*STATED GOAL*
Please extract the lines of the listing below, from its first line up to and including the line with "[(1035, 414)]", and copy them without any change.

[Entries drawn from a collection]
========================================
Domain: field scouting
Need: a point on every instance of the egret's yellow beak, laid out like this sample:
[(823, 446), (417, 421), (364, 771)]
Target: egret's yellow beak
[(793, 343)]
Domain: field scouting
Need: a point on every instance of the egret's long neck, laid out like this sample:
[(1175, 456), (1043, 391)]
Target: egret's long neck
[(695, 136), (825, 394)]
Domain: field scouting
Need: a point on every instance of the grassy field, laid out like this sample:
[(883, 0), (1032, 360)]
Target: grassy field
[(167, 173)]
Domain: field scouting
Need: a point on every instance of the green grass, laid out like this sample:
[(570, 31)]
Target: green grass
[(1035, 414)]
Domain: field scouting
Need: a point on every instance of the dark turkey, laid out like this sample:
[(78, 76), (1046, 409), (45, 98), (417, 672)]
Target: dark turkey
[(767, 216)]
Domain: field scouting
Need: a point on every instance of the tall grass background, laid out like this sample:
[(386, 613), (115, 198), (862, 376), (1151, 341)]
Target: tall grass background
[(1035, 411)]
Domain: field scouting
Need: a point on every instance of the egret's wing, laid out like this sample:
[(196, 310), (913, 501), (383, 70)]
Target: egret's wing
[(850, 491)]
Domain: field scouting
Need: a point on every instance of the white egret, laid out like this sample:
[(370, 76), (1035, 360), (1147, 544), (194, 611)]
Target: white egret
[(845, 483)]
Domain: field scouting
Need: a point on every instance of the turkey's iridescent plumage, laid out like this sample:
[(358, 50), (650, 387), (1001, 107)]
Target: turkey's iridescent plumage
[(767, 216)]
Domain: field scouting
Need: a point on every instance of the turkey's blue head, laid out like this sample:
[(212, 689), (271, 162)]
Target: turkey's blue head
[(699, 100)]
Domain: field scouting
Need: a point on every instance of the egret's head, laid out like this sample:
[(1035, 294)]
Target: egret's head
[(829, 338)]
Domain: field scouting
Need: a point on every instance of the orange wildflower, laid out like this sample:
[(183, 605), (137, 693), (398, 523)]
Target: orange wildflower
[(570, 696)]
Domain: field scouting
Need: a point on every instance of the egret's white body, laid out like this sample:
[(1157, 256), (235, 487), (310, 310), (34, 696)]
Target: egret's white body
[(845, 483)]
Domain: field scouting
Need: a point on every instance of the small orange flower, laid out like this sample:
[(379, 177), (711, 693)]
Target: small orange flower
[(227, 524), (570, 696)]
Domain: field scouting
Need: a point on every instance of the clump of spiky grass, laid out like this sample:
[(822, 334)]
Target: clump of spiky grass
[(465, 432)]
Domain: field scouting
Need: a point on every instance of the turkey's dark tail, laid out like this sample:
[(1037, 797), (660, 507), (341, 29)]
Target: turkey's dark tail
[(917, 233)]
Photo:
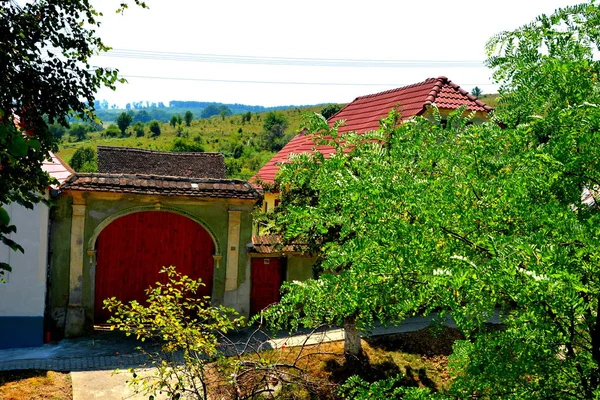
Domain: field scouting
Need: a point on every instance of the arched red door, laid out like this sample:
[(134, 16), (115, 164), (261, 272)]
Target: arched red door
[(133, 249)]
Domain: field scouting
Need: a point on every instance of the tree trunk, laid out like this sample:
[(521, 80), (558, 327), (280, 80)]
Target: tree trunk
[(355, 357)]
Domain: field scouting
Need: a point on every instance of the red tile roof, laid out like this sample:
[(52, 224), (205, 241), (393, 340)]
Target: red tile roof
[(365, 112)]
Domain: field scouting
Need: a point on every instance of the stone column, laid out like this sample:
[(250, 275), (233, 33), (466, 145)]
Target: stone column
[(233, 250), (75, 313)]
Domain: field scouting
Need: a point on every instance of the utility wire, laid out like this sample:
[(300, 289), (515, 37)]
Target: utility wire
[(282, 82), (304, 61)]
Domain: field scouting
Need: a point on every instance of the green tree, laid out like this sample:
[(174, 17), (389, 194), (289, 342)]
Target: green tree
[(139, 129), (477, 219), (175, 120), (78, 131), (124, 121), (154, 127), (84, 160), (188, 117), (181, 145), (274, 129), (330, 109), (112, 131)]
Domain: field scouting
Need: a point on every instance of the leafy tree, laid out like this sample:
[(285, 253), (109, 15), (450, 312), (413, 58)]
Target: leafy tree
[(154, 127), (273, 131), (180, 145), (139, 129), (470, 220), (84, 160), (124, 121), (247, 117), (142, 116), (330, 109), (188, 117), (78, 131), (112, 131), (175, 120), (57, 130), (476, 91)]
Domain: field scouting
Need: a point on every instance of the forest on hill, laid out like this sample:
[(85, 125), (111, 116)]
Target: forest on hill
[(145, 111), (246, 140)]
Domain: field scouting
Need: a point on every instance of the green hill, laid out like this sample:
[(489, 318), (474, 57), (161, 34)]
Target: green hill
[(241, 138)]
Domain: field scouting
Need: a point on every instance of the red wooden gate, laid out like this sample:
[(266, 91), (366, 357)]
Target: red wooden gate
[(266, 281), (133, 249)]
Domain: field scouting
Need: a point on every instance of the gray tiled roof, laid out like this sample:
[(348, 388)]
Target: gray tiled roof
[(123, 160), (161, 185)]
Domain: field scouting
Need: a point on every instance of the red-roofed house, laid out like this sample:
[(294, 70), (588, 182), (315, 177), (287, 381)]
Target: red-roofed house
[(365, 112), (23, 296), (270, 266)]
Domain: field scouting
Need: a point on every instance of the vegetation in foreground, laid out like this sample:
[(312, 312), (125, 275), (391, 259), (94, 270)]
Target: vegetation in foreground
[(467, 219), (35, 385)]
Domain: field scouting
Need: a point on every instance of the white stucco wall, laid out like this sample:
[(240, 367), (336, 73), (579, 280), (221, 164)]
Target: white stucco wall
[(24, 292)]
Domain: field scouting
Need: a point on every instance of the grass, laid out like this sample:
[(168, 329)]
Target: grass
[(420, 357), (35, 385)]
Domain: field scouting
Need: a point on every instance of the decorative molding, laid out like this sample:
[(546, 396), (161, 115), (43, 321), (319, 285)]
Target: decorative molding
[(132, 210)]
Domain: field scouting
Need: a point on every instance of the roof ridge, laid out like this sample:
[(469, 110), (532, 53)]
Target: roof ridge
[(395, 90), (441, 81), (165, 177), (134, 149)]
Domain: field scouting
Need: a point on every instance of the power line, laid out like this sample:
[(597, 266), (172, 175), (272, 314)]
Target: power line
[(282, 82), (290, 61)]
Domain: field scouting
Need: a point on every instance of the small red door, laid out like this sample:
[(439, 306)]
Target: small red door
[(266, 278), (133, 249)]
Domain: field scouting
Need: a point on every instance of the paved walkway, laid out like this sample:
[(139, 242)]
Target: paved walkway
[(92, 360)]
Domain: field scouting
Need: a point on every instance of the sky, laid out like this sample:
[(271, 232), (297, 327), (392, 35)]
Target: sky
[(270, 53)]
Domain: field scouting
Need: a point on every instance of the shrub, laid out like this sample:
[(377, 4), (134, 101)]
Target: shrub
[(84, 160), (154, 127)]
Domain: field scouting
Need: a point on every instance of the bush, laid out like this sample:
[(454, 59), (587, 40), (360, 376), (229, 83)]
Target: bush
[(84, 160), (112, 131), (180, 145), (139, 129), (154, 127)]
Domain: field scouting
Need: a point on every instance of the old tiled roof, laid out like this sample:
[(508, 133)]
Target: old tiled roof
[(266, 244), (57, 168), (123, 160), (365, 112), (161, 185)]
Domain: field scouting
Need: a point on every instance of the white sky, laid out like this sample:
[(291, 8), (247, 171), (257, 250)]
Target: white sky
[(436, 31)]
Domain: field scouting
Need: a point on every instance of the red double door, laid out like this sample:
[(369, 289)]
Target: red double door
[(267, 277), (133, 249)]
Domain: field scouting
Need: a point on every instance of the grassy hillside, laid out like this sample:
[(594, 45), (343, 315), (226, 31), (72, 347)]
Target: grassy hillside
[(241, 141)]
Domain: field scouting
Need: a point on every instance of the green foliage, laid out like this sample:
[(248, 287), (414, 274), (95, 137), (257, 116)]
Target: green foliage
[(181, 145), (84, 160), (139, 129), (476, 91), (112, 131), (471, 220), (78, 131), (330, 109), (154, 127), (188, 117), (358, 389), (175, 120), (274, 129), (46, 79), (57, 130), (123, 121), (188, 328)]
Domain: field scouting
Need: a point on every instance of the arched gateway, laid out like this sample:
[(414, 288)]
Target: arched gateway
[(133, 249)]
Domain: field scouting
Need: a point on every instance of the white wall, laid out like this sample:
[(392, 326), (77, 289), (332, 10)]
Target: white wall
[(23, 294)]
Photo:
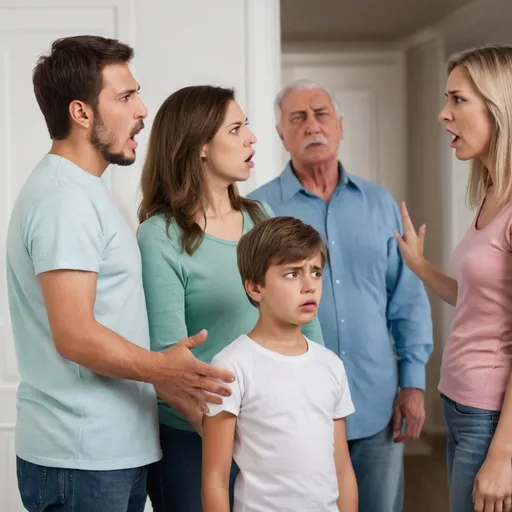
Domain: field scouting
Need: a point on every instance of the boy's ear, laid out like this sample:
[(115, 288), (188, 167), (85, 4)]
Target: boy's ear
[(253, 290)]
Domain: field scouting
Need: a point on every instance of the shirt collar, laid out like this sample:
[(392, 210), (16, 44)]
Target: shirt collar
[(290, 184)]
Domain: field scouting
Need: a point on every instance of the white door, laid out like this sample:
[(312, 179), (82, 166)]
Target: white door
[(370, 91)]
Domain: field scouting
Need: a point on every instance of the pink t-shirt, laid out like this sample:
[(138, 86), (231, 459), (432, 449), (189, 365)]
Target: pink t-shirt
[(477, 360)]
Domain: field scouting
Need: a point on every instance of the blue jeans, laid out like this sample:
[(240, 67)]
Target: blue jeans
[(174, 482), (378, 465), (45, 489), (470, 431)]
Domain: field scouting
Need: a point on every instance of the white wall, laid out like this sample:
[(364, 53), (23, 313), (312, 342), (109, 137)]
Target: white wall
[(435, 180)]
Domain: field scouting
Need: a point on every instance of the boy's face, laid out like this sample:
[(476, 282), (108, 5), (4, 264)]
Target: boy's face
[(292, 291)]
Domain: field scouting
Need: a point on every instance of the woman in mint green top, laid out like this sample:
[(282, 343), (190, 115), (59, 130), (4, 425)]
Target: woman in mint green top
[(192, 217)]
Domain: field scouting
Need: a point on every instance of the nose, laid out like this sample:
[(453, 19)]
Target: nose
[(312, 126), (142, 111), (308, 284)]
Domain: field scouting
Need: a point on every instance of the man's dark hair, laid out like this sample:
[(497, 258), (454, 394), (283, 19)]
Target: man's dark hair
[(73, 70)]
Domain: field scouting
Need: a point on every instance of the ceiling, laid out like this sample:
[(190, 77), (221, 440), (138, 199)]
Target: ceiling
[(360, 20)]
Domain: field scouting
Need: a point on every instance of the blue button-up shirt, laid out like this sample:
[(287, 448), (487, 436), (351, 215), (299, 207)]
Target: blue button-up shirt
[(374, 311)]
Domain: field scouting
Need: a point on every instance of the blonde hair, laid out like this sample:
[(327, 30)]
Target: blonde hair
[(490, 69)]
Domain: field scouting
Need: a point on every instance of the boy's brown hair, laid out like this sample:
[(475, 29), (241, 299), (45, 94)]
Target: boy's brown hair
[(276, 241)]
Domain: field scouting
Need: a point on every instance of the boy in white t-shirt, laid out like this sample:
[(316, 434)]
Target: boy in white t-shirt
[(284, 423)]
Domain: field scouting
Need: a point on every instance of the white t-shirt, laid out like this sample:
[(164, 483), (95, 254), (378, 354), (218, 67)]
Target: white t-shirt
[(284, 443)]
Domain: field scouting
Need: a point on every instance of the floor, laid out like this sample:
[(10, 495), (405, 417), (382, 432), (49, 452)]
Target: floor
[(425, 479)]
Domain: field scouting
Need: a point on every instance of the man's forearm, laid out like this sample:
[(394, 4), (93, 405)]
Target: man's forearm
[(105, 352), (215, 495), (411, 375)]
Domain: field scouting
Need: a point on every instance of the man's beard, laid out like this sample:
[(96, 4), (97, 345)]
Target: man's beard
[(103, 140)]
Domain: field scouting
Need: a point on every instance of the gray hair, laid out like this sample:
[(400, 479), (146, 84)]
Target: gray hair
[(301, 83)]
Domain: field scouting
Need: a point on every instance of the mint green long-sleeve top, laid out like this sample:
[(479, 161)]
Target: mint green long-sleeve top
[(187, 293)]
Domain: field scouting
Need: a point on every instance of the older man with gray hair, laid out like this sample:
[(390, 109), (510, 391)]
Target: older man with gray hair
[(374, 312)]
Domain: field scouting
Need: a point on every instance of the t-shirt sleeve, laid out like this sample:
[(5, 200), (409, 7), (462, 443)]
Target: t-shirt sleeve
[(62, 230), (233, 403), (164, 281), (344, 405)]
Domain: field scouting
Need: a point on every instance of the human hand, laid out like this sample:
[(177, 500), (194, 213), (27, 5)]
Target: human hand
[(492, 489), (410, 243), (409, 406), (189, 379)]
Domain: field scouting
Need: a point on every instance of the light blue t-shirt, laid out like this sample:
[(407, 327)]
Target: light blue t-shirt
========================================
*EXERCISE ANSWER*
Domain: field scouting
Need: a point on every instance of the egret's yellow beak, laid out like this sample:
[(823, 446), (417, 421), (364, 771)]
Target: egret's yellow beak
[(793, 343)]
Domain: field scouting
Need: a point on every instance of the egret's long neck, laid out like this sample:
[(1175, 456), (1043, 391)]
Target: egret's long neck
[(695, 136), (825, 394)]
Domain: field scouting
Need: a point on every instance of the grassy field, laid out like this sample:
[(883, 0), (1032, 360)]
Target: grassy field
[(167, 173)]
Domain: field scouting
Need: a point on every instance of the green grass, laid out like this sample:
[(570, 31)]
Target: green grass
[(1035, 414)]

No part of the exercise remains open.